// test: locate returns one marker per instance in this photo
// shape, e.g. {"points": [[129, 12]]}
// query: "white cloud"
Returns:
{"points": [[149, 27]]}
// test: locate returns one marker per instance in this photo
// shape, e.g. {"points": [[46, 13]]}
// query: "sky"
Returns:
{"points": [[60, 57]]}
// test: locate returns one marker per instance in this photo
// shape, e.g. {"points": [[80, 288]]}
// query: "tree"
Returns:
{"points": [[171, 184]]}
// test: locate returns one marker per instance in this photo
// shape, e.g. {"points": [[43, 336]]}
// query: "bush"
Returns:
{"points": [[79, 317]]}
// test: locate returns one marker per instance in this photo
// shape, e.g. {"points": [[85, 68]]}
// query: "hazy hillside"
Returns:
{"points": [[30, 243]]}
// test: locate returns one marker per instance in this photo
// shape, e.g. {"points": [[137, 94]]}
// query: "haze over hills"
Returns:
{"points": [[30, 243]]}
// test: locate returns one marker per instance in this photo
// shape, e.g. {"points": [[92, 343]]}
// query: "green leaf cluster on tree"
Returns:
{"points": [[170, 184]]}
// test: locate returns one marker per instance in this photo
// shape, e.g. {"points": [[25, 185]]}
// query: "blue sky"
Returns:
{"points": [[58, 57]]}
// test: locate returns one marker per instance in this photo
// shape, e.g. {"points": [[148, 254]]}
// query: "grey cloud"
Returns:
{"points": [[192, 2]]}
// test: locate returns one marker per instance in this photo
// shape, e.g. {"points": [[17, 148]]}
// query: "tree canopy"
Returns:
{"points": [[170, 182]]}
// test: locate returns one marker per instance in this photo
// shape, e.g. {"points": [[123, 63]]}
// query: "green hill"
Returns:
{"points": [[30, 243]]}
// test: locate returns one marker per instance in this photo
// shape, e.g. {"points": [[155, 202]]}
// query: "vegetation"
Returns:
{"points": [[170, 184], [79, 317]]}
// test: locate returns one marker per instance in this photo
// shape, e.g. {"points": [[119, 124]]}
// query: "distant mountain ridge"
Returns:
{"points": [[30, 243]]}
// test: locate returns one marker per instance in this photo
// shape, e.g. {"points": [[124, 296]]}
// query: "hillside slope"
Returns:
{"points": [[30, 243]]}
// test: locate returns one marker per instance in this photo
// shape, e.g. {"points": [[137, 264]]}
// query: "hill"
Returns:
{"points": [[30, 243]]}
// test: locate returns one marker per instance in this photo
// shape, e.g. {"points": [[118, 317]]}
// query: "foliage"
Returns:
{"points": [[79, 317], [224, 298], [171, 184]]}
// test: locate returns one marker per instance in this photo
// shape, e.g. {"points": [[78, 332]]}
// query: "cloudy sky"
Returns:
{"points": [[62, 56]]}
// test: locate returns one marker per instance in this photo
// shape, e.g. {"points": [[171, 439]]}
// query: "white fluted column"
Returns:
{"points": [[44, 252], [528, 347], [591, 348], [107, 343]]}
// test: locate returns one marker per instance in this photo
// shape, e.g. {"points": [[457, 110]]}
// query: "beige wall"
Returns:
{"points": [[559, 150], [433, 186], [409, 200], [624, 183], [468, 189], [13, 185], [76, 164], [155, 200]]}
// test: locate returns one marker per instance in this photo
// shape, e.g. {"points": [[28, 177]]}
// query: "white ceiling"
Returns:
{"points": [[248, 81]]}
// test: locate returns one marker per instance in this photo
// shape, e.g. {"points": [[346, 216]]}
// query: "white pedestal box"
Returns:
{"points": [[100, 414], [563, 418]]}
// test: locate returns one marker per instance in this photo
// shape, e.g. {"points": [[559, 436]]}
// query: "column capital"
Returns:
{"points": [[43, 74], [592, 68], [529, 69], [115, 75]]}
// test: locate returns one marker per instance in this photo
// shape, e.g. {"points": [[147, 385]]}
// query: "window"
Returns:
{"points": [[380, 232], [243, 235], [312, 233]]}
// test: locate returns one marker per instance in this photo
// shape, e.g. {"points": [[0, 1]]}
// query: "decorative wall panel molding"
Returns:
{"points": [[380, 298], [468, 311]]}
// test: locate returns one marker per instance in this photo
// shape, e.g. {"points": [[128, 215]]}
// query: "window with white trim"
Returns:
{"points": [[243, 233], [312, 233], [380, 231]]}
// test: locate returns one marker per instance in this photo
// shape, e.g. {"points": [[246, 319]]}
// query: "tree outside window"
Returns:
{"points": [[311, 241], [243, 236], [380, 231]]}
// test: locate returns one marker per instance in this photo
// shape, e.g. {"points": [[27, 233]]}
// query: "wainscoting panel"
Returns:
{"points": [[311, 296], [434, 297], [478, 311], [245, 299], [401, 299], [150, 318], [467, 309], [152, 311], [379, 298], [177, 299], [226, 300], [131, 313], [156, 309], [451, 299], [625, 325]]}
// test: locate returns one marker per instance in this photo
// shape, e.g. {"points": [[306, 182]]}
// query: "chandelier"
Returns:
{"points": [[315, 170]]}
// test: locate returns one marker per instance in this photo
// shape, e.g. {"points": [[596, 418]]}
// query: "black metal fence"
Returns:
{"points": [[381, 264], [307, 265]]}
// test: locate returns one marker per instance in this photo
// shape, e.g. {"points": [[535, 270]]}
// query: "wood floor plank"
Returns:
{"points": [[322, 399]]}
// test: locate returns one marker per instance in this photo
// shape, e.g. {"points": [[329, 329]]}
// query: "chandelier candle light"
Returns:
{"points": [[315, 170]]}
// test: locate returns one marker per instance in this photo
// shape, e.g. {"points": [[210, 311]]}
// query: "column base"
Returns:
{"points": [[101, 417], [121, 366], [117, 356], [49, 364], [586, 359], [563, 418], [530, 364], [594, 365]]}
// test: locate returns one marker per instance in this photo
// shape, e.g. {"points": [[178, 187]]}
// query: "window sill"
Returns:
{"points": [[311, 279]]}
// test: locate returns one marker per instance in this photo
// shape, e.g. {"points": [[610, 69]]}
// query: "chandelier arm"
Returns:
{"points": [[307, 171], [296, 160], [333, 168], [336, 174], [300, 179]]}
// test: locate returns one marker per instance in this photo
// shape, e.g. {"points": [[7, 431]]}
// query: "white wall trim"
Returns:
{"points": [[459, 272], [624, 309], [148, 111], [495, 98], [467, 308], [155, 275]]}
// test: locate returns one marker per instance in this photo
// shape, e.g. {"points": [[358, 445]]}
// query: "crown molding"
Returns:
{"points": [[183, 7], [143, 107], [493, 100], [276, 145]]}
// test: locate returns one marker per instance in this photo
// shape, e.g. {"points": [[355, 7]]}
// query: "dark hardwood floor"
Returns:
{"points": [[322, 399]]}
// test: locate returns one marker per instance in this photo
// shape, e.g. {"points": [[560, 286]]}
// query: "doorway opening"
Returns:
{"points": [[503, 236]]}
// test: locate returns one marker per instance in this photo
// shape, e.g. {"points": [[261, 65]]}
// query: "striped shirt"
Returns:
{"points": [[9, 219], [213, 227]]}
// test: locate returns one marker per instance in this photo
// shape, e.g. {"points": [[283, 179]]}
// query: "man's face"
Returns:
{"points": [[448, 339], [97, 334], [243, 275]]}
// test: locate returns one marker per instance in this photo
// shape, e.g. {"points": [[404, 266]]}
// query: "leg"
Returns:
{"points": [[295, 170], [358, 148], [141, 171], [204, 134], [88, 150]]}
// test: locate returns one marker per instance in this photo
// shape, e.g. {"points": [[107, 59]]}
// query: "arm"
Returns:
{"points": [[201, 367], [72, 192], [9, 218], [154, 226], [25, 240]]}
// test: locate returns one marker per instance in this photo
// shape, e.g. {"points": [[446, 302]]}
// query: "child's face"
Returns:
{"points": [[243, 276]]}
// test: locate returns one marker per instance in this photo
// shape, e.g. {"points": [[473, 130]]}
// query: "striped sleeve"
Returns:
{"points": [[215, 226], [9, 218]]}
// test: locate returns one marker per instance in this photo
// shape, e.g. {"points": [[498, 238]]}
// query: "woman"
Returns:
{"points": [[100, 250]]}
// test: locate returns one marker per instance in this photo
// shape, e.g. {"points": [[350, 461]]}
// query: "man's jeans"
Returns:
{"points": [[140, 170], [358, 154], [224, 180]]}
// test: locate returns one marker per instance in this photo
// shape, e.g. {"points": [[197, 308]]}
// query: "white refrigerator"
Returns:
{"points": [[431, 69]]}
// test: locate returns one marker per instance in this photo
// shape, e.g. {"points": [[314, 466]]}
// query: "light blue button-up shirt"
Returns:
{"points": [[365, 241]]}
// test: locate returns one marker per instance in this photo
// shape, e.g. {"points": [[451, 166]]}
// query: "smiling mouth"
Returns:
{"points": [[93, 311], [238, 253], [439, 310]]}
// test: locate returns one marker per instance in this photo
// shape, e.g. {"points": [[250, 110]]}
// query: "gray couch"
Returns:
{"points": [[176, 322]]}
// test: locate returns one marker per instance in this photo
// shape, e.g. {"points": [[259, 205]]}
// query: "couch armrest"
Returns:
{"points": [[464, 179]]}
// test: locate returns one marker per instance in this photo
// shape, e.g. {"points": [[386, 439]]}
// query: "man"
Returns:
______________________________
PROBLEM TO WORK ON: Count the lines in the items above that contain the string "light", and reply with that number alone.

SOLUTION FOR THIS TASK: 2